• **SOURCE EXTRACT**
=======
Tomas Kaberle 4-27-31 (56 GP) C
In a season marred by two hand injuries, Kaberle's motivation also seemed to suffer. He is still and will likely always be a premier puck-moving defenseman, but his play away from the puck is increasingly questionable and his drive seemed to disappear for long stretches. I strongly suspect he'll be moved--possibly with Ponikarovski--to Tampa Bay on draft day.
Ian White 10-16-26 A
Arguably the Leafs' best all-around defenseman and a cinch for most improved player, White has blossomed under Wilson's tutelage. He was a healthy scratch for the first 11 games and first saw action as a forward. From the midpoint on he was logging 20:00+ a game and playing like he deserved it. I called him redundant last year; the crow's in the oven.
Jeff Finger 6-17-23 C+
Dogged by an over-rich contract he should never have been offered. It's not that Finger's been that bad...on the contrary, he's played quite well and leads the team in blocked shots. But not that well.
=======
• **SUPPLIED DATA**
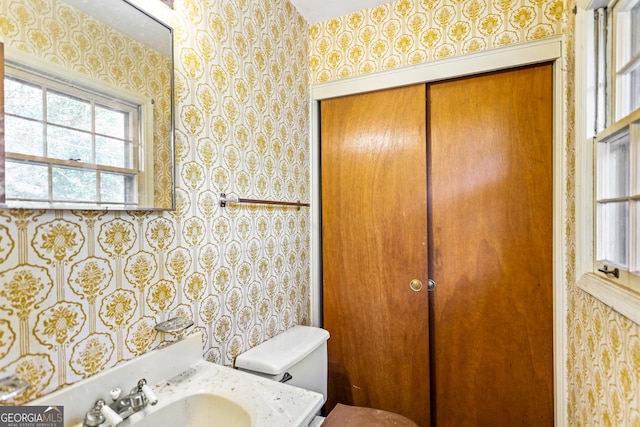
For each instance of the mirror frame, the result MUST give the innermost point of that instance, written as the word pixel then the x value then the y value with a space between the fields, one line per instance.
pixel 165 180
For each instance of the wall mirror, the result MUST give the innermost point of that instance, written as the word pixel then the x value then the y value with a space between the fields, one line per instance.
pixel 88 106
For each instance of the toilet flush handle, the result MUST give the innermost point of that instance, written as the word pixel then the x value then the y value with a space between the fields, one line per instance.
pixel 286 377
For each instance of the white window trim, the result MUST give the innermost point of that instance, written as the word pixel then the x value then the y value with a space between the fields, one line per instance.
pixel 614 295
pixel 28 61
pixel 521 54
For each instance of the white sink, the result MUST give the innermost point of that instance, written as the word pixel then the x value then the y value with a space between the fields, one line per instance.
pixel 198 410
pixel 191 392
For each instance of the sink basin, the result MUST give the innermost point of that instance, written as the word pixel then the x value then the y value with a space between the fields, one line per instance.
pixel 198 410
pixel 191 392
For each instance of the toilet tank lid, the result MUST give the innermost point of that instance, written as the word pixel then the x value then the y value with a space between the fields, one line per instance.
pixel 275 356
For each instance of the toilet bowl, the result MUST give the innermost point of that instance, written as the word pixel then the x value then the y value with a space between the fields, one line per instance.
pixel 298 357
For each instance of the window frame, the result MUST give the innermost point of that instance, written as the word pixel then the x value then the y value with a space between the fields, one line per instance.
pixel 596 104
pixel 108 94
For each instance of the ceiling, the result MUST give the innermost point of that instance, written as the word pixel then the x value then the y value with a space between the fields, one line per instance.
pixel 316 11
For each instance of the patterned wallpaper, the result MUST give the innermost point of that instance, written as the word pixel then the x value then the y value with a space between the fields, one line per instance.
pixel 603 362
pixel 81 291
pixel 407 32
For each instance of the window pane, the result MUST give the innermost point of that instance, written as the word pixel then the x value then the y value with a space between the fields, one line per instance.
pixel 113 152
pixel 635 263
pixel 634 84
pixel 111 122
pixel 28 181
pixel 68 144
pixel 116 188
pixel 68 111
pixel 613 220
pixel 23 136
pixel 613 168
pixel 635 30
pixel 22 99
pixel 71 184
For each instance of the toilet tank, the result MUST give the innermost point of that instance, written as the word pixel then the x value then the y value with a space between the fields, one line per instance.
pixel 300 352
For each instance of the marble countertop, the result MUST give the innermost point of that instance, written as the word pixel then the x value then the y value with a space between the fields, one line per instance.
pixel 178 371
pixel 269 403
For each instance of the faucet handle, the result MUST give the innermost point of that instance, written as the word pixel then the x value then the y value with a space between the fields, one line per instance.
pixel 151 397
pixel 115 393
pixel 101 413
pixel 110 415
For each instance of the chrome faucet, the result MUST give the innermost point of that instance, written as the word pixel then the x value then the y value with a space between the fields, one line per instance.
pixel 122 407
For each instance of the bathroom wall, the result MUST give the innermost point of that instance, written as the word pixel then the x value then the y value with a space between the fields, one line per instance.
pixel 80 291
pixel 603 347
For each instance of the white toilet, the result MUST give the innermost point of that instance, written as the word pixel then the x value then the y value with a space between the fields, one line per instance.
pixel 298 357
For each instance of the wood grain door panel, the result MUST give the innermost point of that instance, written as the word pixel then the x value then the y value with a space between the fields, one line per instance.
pixel 374 235
pixel 491 189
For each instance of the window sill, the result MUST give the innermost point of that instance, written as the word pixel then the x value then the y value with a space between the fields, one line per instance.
pixel 620 299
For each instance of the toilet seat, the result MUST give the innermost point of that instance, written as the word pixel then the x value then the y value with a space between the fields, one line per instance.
pixel 356 416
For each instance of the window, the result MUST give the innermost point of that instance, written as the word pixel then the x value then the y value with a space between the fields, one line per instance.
pixel 617 192
pixel 68 146
pixel 626 60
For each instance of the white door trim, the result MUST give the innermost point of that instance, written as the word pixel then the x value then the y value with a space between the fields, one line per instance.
pixel 464 65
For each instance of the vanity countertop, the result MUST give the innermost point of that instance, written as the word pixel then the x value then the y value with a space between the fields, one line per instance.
pixel 179 371
pixel 268 402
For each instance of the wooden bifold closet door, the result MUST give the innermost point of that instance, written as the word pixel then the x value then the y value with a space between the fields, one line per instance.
pixel 450 181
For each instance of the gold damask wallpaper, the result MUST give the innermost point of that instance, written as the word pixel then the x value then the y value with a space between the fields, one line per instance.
pixel 406 32
pixel 81 291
=======
• **ACTIONS TO TAKE**
1 – Substitute "deal" for "contract" in the Leafs player grades, and give everything from "Jeff Finger 6-17-23" down to "not that well." with that one change.
2 – Continue the Leafs player grades after their final sentence.

• **RESPONSES IN ORDER**
1 –
Jeff Finger 6-17-23 C+
Dogged by an over-rich deal he should never have been offered. It's not that Finger's been that bad...on the contrary, he's played quite well and leads the team in blocked shots. But not that well.

2 –
Luke Schenn 2-12-14 A-
"The Human Eraser". "Lockdown". "Cool Hand Luke." This boy makes defense look easy. Five more of him and the Leafs would have allowed fewer goals than anyone else in the league. Bone-crushing hits, an endearing propensity to stick up for his teammates, and an almost endless litany of smart plays, with few mistakes. Believe the hype: he really does have the makings of a Scott Stevens. Not much for offense, but I still think that'll come; it improved just over the course of this season. Possible future captain of the Leafs, if not next year than in 2010-2011.
Anton Stralman 1-12-13 (38 GP) C-
Not quite ready for prime time, Stralman still has the makings to replace Kaberle at some point. A mean streak would certainly help: he's softer than Dove soap.
Jonas Frogren 1-6-7 (41 GP) B-
As hard as Stralman is soft. I like what I saw of Frogren before he went down with a leg injury halfway through the year. Solid, stay-at-home type who always finishes his checks.
INC: Oreskevic, Sifers, Harrison (all of which were at least halfway decent). I particularly liked the ten games I saw from Oreskevic. I think Big Phil's got a good shot to make next year's squad.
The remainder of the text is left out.